> What the task asks:
The response is to be the full listing, set down exactly.

[[ Data records open ]]

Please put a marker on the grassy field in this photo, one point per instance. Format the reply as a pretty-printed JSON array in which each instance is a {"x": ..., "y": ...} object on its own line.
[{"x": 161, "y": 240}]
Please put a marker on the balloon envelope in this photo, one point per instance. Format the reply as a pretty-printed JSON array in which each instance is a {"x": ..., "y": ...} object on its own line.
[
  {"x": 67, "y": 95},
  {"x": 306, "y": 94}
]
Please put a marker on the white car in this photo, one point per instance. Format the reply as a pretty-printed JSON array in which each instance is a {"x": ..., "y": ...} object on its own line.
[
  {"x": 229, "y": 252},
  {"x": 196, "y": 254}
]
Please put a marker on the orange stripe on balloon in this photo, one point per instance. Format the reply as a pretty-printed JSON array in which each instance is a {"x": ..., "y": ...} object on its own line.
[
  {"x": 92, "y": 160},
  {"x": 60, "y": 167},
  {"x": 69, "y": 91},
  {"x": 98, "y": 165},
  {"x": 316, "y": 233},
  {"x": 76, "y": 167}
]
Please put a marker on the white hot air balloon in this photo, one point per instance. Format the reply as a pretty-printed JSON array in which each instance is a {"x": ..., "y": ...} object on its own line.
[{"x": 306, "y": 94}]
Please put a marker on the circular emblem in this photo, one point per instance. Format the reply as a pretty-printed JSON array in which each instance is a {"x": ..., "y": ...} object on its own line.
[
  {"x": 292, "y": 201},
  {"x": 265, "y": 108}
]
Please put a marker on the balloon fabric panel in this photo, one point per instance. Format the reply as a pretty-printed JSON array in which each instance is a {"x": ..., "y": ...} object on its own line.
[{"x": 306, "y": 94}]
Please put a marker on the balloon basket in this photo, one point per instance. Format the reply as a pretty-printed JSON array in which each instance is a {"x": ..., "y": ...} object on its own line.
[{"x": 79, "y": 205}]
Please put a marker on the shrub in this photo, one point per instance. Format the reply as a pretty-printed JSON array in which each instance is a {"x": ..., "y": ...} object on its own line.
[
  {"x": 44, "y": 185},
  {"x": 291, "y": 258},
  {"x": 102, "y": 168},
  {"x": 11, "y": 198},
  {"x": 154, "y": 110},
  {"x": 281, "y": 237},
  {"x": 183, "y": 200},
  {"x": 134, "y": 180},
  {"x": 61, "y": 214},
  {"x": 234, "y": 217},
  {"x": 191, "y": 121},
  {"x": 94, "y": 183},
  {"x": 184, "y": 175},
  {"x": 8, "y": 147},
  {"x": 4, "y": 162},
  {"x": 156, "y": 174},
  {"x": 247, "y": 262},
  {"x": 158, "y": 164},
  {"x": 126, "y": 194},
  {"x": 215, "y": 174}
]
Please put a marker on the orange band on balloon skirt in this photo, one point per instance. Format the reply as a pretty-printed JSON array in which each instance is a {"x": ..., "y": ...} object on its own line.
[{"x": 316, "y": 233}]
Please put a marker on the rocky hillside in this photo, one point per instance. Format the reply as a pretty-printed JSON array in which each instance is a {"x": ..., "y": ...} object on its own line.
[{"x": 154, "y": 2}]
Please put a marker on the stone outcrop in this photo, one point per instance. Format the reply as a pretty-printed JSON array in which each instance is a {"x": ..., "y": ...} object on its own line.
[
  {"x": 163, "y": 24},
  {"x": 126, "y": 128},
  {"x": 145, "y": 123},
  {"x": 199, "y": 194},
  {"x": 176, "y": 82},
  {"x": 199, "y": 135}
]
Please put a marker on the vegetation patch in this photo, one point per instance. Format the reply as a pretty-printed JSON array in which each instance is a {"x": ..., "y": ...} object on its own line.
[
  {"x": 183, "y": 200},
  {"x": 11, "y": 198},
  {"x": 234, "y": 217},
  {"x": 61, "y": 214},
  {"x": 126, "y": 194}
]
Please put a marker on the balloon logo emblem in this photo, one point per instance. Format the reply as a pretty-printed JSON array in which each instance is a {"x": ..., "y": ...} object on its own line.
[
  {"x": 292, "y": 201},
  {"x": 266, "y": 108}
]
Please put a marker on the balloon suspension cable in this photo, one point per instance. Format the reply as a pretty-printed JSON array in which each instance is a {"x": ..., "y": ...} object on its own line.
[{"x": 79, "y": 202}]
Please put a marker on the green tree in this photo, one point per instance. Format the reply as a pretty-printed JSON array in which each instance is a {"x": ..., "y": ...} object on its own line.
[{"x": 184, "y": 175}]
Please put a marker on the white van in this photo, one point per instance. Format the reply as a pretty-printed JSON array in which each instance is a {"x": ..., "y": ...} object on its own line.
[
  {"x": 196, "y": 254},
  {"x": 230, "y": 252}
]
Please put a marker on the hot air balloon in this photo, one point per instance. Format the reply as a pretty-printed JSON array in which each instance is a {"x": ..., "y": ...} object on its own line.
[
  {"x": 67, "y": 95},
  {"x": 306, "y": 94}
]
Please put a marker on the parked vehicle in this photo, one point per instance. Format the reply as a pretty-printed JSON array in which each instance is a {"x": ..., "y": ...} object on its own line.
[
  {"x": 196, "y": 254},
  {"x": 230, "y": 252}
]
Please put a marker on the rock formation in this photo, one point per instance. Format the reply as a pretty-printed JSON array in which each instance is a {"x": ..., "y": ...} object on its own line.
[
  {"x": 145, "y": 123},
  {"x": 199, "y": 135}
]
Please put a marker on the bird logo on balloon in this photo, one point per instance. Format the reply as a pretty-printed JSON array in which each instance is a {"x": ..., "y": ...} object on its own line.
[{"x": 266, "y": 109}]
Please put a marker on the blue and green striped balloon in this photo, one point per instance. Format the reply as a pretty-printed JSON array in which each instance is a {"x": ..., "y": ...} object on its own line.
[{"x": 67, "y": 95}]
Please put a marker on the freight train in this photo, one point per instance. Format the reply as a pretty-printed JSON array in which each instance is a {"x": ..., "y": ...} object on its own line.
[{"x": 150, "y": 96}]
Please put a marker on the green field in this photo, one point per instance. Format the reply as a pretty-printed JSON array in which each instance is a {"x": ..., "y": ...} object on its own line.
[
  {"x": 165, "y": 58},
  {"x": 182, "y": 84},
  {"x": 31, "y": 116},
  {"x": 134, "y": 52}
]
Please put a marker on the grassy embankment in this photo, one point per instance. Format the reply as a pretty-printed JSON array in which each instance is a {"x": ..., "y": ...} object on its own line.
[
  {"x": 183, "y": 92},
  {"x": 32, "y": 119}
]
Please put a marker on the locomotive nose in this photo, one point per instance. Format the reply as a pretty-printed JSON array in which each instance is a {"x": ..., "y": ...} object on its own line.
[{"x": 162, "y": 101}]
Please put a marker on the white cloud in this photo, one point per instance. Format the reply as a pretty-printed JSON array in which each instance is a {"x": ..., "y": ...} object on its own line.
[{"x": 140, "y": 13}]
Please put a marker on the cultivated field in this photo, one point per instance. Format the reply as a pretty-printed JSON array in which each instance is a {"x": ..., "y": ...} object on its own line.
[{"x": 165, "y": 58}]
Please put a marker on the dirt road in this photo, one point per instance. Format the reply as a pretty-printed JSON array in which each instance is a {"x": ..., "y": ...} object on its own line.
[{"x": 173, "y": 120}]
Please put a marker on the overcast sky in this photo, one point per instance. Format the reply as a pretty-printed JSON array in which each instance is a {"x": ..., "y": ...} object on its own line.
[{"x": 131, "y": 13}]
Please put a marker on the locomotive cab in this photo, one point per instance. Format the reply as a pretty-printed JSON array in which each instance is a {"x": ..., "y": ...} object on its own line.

[[ Data records closed ]]

> Solution for this task:
Please put a marker on the grassy field in this photo, one point per instance. Format the reply as a pretty-printed JSON array in which each instance is a {"x": ..., "y": ...} object on its own line.
[{"x": 161, "y": 240}]
Please put a marker on the balloon envelope in this photo, one point per instance. Format the reply as a pretty-printed JSON array in which each instance is a {"x": ..., "y": ...} object on its own line.
[
  {"x": 67, "y": 95},
  {"x": 306, "y": 94}
]
Please put a marker on the white car in this photo, one point per instance. Format the reply as a pretty-printed JSON array in which each instance is a {"x": ..., "y": ...} object on its own line.
[
  {"x": 229, "y": 252},
  {"x": 196, "y": 254}
]
Please put a marker on the orange stripe on balloon in this photo, one point per instance. Format the reply as a pretty-printed JSON array in which each instance is a {"x": ..., "y": ...} object on its own line.
[
  {"x": 92, "y": 160},
  {"x": 60, "y": 167},
  {"x": 69, "y": 91},
  {"x": 98, "y": 165},
  {"x": 316, "y": 233},
  {"x": 76, "y": 167}
]
Please put a marker on the white hot air balloon in this photo, one point per instance. Format the reply as a pretty-printed JSON array in which each instance is a {"x": ..., "y": ...} object on its own line.
[{"x": 306, "y": 94}]
Please put a marker on the circular emblem in this photo, one point per instance. Format the reply as a pretty-printed JSON array in which each instance is a {"x": ..., "y": ...} object on its own line.
[
  {"x": 292, "y": 201},
  {"x": 265, "y": 108}
]
Please put a marker on the balloon fabric panel in this photo, one point per instance. Format the reply as a pretty-printed JSON array in which each instance is a {"x": ..., "y": ...} object on its own line.
[{"x": 306, "y": 94}]
Please put a marker on the balloon basket in this photo, one point per instance. Format the reply as a pretty-printed JSON array in which each instance is a {"x": ..., "y": ...} object on its own line.
[{"x": 79, "y": 205}]
Please put a marker on the shrub in this photo, one point per instance. Format the reply as a pretty-printed JSON array in which each instance is a {"x": ..., "y": ...} object on its own line.
[
  {"x": 44, "y": 185},
  {"x": 291, "y": 258},
  {"x": 102, "y": 168},
  {"x": 11, "y": 198},
  {"x": 154, "y": 110},
  {"x": 281, "y": 237},
  {"x": 183, "y": 200},
  {"x": 134, "y": 180},
  {"x": 61, "y": 214},
  {"x": 234, "y": 217},
  {"x": 191, "y": 121},
  {"x": 94, "y": 183},
  {"x": 184, "y": 175},
  {"x": 8, "y": 147},
  {"x": 4, "y": 162},
  {"x": 156, "y": 174},
  {"x": 247, "y": 262},
  {"x": 158, "y": 164},
  {"x": 126, "y": 194},
  {"x": 215, "y": 174}
]
Please put a marker on the orange band on balloon skirt in this photo, one point per instance. Format the reply as a pretty-printed JSON array in which each instance is a {"x": ..., "y": ...} object on its own line.
[{"x": 316, "y": 233}]
Please put a marker on the rocky hillside in this photo, one point per instance. Format the reply as a pretty-printed JSON array in which each instance is a {"x": ..., "y": ...} object on its own line.
[{"x": 154, "y": 2}]
Please put a marker on the stone outcrop in this photo, one point per instance. Format the reply as a pretty-printed JSON array in which each instance is a {"x": ..., "y": ...} object on its own line.
[
  {"x": 163, "y": 24},
  {"x": 126, "y": 128},
  {"x": 145, "y": 123},
  {"x": 199, "y": 194},
  {"x": 176, "y": 82},
  {"x": 199, "y": 135}
]
Please put a marker on the vegetation patch in this photo, one point per instance. Format the reply as a pretty-printed JSON array in which each instance is a {"x": ..., "y": ...} object on its own line.
[
  {"x": 183, "y": 200},
  {"x": 11, "y": 198},
  {"x": 234, "y": 217},
  {"x": 61, "y": 214},
  {"x": 126, "y": 194}
]
Please put a marker on the balloon logo emblem in this photo, one point per instance. Format the reply as a pretty-printed JSON array in which each instance is a {"x": ..., "y": ...} object on its own line.
[
  {"x": 292, "y": 201},
  {"x": 266, "y": 108}
]
Please put a marker on the balloon suspension cable in this photo, one point per instance. Format the reply as a pretty-printed JSON array in which each instance is a {"x": ..., "y": ...} object on its own line.
[{"x": 79, "y": 202}]
Please put a marker on the green tree in this photo, one point per instance. Format the reply as a pretty-printed JSON array in which each instance is a {"x": ..., "y": ...} object on its own line.
[{"x": 184, "y": 175}]
Please put a marker on the white van in this photo, one point per instance. Format the reply as a pretty-printed JSON array in which each instance is a {"x": ..., "y": ...} object on its own line.
[
  {"x": 196, "y": 254},
  {"x": 230, "y": 252}
]
Please put a marker on the hot air balloon in this photo, one point per instance. Format the reply as a pretty-printed JSON array in which each instance is a {"x": ..., "y": ...} object on its own line.
[
  {"x": 67, "y": 95},
  {"x": 306, "y": 94}
]
Please put a marker on the parked vehicle in this photo, one point per instance. Format the reply as a pretty-printed JSON array in which each instance is a {"x": ..., "y": ...} object on its own line.
[
  {"x": 196, "y": 254},
  {"x": 230, "y": 252}
]
Please put a marker on the rock formation in this photo, one point per instance. Format the reply as a pretty-printed JSON array in which each instance is a {"x": ..., "y": ...} object on its own line.
[
  {"x": 145, "y": 123},
  {"x": 199, "y": 135}
]
Please put a marker on the bird logo on balloon in this photo, one point per instance. Format the reply as a pretty-printed JSON array in which each instance is a {"x": ..., "y": ...} object on its own line.
[{"x": 266, "y": 109}]
Please put a marker on the blue and green striped balloon in this photo, one point per instance. Format the reply as a pretty-printed JSON array in which each instance is a {"x": ..., "y": ...} object on its own line.
[{"x": 67, "y": 95}]
Please put a marker on the freight train in this photo, one point per instance. Format the reply as a pretty-printed JSON array in which each instance is a {"x": ..., "y": ...} object on its own line.
[{"x": 150, "y": 96}]
Please put a marker on the green field in this photo, one point per instance. Format the reply as a pretty-printed JSON array in which each instance is a {"x": ..., "y": ...} object on its own line.
[
  {"x": 165, "y": 58},
  {"x": 182, "y": 84},
  {"x": 31, "y": 116},
  {"x": 134, "y": 52}
]
Please put a marker on the grassy embankment in this photo, one point per instance. Format the reply as a pretty-printed JSON array in which each instance is a {"x": ..., "y": ...} object on its own line.
[
  {"x": 183, "y": 92},
  {"x": 32, "y": 119}
]
Please put a marker on the locomotive nose in this photo, one point per instance. Format the reply as a pretty-printed JSON array in which each instance is a {"x": ..., "y": ...} object on its own line.
[{"x": 162, "y": 101}]
Please put a marker on the white cloud in this photo, one point per instance. Format the reply as a pretty-printed JSON array in which each instance is a {"x": ..., "y": ...} object on its own line.
[{"x": 140, "y": 13}]
Please put a marker on the cultivated field in this photo, one point per instance. Format the reply as a pretty-printed JSON array in which each instance is a {"x": ..., "y": ...} object on its own line.
[{"x": 165, "y": 58}]
Please put a marker on the dirt road in this photo, one point per instance. Format the reply as a pretty-printed JSON array in which each instance is a {"x": ..., "y": ...} object on its own line.
[{"x": 173, "y": 120}]
Please put a marker on the overcast sky in this photo, one point per instance. Format the reply as a pretty-printed JSON array in which each instance is a {"x": ..., "y": ...} object on its own line.
[{"x": 131, "y": 13}]
Please put a marker on the locomotive cab in this photo, one point per instance. Format the reply as a pretty-printed JSON array in which each instance is a {"x": ..., "y": ...} object on its own line.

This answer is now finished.